*SUPPLIED MATERIAL*:
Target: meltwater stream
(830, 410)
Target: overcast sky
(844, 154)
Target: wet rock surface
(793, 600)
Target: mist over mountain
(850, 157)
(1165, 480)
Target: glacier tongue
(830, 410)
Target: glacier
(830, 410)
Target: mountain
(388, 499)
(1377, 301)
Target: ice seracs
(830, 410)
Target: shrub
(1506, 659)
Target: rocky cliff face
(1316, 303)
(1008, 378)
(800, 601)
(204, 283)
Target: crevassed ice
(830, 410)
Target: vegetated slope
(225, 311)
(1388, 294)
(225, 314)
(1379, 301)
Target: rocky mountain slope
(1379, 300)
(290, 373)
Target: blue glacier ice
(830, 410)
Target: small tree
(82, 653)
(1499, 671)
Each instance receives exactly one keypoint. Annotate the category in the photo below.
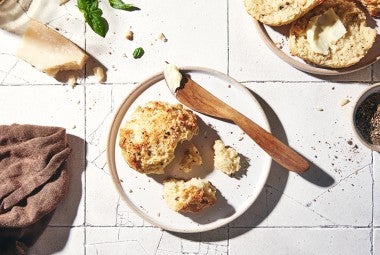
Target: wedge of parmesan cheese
(324, 30)
(49, 51)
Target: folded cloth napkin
(33, 178)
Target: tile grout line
(85, 148)
(372, 232)
(228, 73)
(228, 37)
(230, 227)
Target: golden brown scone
(373, 7)
(348, 49)
(279, 12)
(189, 196)
(190, 159)
(149, 138)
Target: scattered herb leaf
(93, 16)
(138, 52)
(119, 4)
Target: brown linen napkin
(33, 178)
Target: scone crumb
(193, 195)
(99, 74)
(162, 37)
(190, 158)
(72, 81)
(344, 101)
(226, 159)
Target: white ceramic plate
(276, 39)
(143, 193)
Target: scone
(189, 196)
(279, 12)
(190, 159)
(149, 138)
(314, 37)
(373, 7)
(226, 159)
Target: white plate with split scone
(324, 37)
(157, 184)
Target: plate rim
(112, 140)
(304, 66)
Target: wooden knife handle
(280, 152)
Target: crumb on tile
(129, 35)
(344, 101)
(162, 37)
(99, 74)
(72, 81)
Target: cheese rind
(49, 51)
(324, 31)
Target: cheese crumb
(59, 53)
(99, 74)
(226, 159)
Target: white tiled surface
(333, 209)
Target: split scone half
(149, 138)
(334, 34)
(189, 196)
(279, 12)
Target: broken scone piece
(191, 158)
(49, 51)
(189, 196)
(373, 7)
(226, 159)
(150, 136)
(334, 34)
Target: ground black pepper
(367, 118)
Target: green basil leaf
(82, 4)
(138, 52)
(93, 16)
(98, 24)
(119, 4)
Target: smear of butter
(323, 31)
(172, 77)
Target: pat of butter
(172, 77)
(323, 31)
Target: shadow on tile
(67, 211)
(277, 180)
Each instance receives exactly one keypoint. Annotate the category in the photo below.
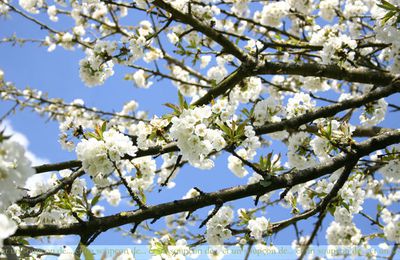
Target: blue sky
(57, 73)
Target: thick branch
(207, 30)
(207, 199)
(367, 76)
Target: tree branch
(207, 199)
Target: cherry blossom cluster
(194, 138)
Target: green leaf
(95, 200)
(87, 253)
(182, 101)
(104, 127)
(388, 6)
(346, 206)
(265, 183)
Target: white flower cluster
(98, 64)
(15, 169)
(7, 228)
(374, 113)
(4, 9)
(267, 111)
(145, 172)
(138, 42)
(258, 227)
(272, 13)
(217, 73)
(113, 197)
(31, 6)
(298, 153)
(332, 131)
(194, 138)
(327, 9)
(97, 156)
(392, 227)
(338, 48)
(216, 226)
(168, 248)
(299, 104)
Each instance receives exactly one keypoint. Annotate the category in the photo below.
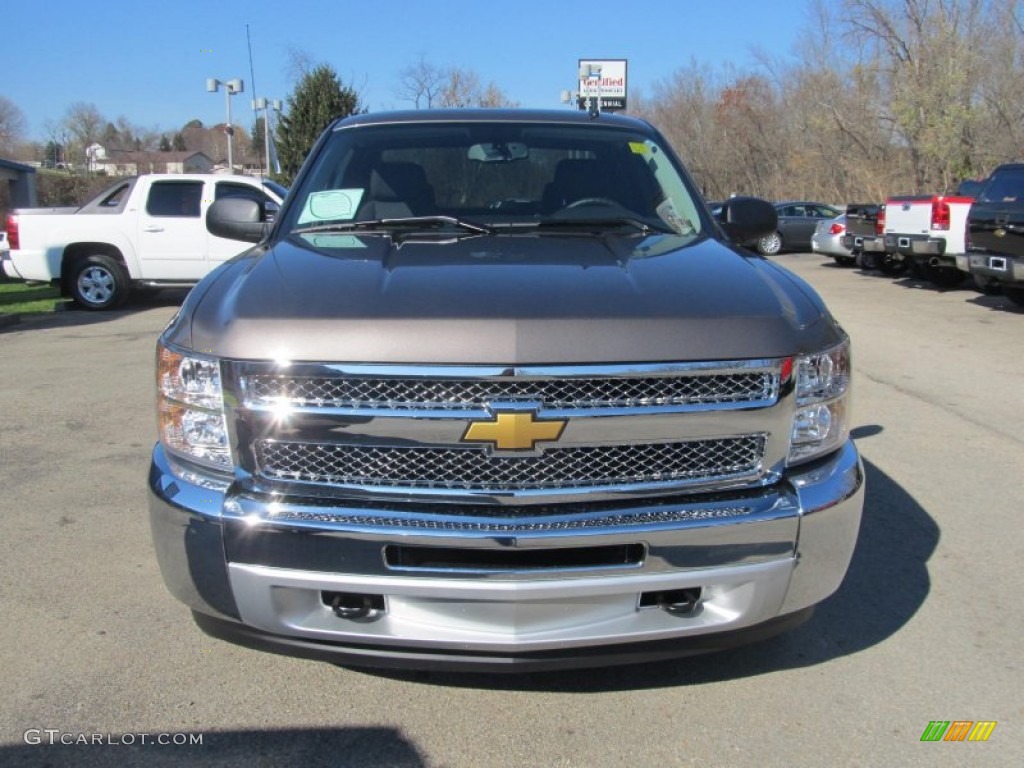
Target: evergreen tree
(317, 99)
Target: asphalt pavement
(100, 666)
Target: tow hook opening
(675, 602)
(354, 605)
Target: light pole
(230, 88)
(266, 104)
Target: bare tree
(421, 83)
(11, 125)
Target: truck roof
(489, 116)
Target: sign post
(602, 85)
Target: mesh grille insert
(474, 469)
(466, 394)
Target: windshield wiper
(402, 222)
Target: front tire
(98, 283)
(770, 244)
(942, 276)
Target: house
(130, 163)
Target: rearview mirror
(499, 153)
(237, 218)
(747, 219)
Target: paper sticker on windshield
(331, 205)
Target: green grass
(17, 297)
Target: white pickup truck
(928, 231)
(145, 230)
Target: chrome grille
(474, 469)
(397, 393)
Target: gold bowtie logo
(514, 431)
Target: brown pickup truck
(496, 391)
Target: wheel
(770, 244)
(98, 282)
(1016, 295)
(943, 276)
(892, 263)
(591, 202)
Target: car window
(496, 173)
(233, 189)
(175, 199)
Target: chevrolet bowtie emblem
(514, 431)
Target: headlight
(821, 421)
(190, 409)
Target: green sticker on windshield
(331, 205)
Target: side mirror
(745, 219)
(237, 218)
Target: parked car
(496, 391)
(927, 232)
(797, 221)
(146, 230)
(827, 240)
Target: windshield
(502, 174)
(276, 188)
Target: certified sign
(603, 79)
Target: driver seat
(576, 179)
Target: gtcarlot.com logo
(54, 736)
(958, 730)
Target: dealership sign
(604, 80)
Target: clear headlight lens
(820, 423)
(190, 409)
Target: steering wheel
(592, 202)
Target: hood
(510, 299)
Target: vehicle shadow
(358, 748)
(69, 315)
(897, 538)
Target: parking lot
(927, 626)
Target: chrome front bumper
(256, 570)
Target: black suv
(995, 230)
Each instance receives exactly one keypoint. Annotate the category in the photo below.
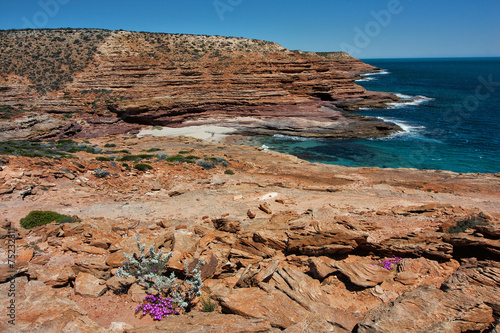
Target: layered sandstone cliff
(174, 80)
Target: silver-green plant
(150, 270)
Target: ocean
(450, 114)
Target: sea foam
(407, 100)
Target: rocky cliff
(114, 77)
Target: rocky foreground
(288, 246)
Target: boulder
(119, 284)
(88, 285)
(480, 279)
(463, 241)
(429, 245)
(323, 243)
(321, 267)
(428, 309)
(362, 274)
(7, 272)
(259, 304)
(93, 265)
(196, 322)
(228, 225)
(54, 276)
(40, 309)
(116, 259)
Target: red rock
(212, 322)
(363, 275)
(26, 254)
(428, 309)
(40, 309)
(116, 259)
(228, 225)
(88, 285)
(54, 276)
(324, 243)
(257, 303)
(251, 214)
(265, 208)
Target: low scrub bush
(172, 295)
(37, 218)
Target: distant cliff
(168, 79)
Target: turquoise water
(452, 122)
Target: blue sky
(364, 28)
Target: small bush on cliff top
(37, 218)
(172, 295)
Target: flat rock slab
(428, 309)
(363, 275)
(208, 323)
(88, 285)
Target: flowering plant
(149, 270)
(157, 307)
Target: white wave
(380, 72)
(407, 128)
(403, 96)
(409, 101)
(366, 79)
(291, 137)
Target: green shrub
(37, 217)
(149, 268)
(182, 159)
(135, 157)
(143, 167)
(207, 165)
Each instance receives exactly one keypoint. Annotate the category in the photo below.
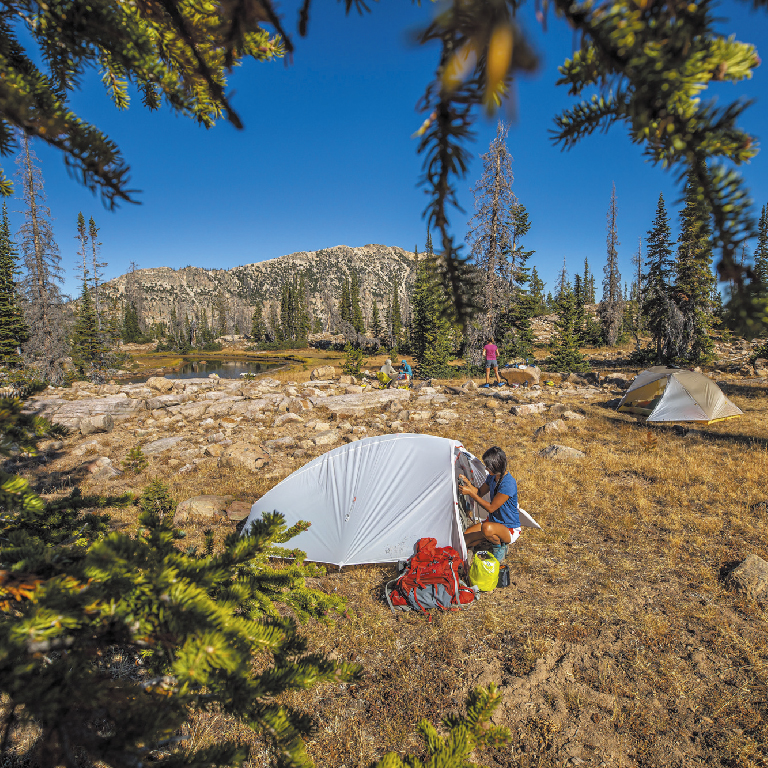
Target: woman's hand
(466, 487)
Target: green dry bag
(484, 571)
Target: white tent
(676, 394)
(371, 500)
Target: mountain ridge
(159, 291)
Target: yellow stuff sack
(484, 572)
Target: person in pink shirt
(490, 352)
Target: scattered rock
(329, 437)
(552, 426)
(619, 380)
(102, 422)
(555, 451)
(210, 506)
(251, 457)
(287, 418)
(158, 446)
(572, 416)
(323, 372)
(238, 510)
(530, 375)
(750, 578)
(528, 409)
(280, 443)
(107, 472)
(299, 405)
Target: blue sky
(327, 158)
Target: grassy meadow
(616, 643)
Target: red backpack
(431, 579)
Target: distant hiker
(502, 527)
(490, 351)
(387, 373)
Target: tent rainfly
(371, 500)
(675, 394)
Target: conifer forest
(140, 628)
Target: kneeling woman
(502, 527)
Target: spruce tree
(562, 284)
(46, 344)
(97, 267)
(634, 319)
(760, 268)
(13, 331)
(112, 328)
(657, 280)
(519, 273)
(491, 233)
(537, 294)
(611, 309)
(431, 332)
(565, 354)
(694, 280)
(86, 343)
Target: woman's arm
(477, 494)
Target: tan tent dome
(676, 394)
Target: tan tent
(676, 394)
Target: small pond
(201, 369)
(224, 369)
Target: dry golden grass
(616, 644)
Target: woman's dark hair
(495, 460)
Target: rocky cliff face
(191, 290)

*WHAT THE EXERCISE ASKS*: Go back to the data above and please quote exactly, and only, the lines from the line with "Target: grassy meadow" through its last line.

*SOLUTION TO THIS PROBLEM*:
Target: grassy meadow
(616, 643)
Target: red backpack
(431, 579)
Target: distant hiker
(502, 527)
(490, 351)
(387, 373)
Target: tent rainfly
(371, 500)
(675, 394)
Target: conifer forest
(140, 628)
Target: kneeling woman
(502, 527)
Target: spruce tree
(562, 284)
(46, 344)
(97, 267)
(634, 319)
(760, 268)
(13, 331)
(112, 328)
(657, 280)
(519, 273)
(491, 233)
(537, 294)
(611, 309)
(431, 332)
(565, 354)
(694, 280)
(86, 343)
Target: woman's arm
(477, 494)
Target: tan tent dome
(676, 394)
Target: tan tent
(676, 394)
Target: small pond
(201, 369)
(224, 369)
Target: dry golden grass
(616, 644)
Target: woman's dark hair
(495, 460)
Target: rocky cliff face
(191, 290)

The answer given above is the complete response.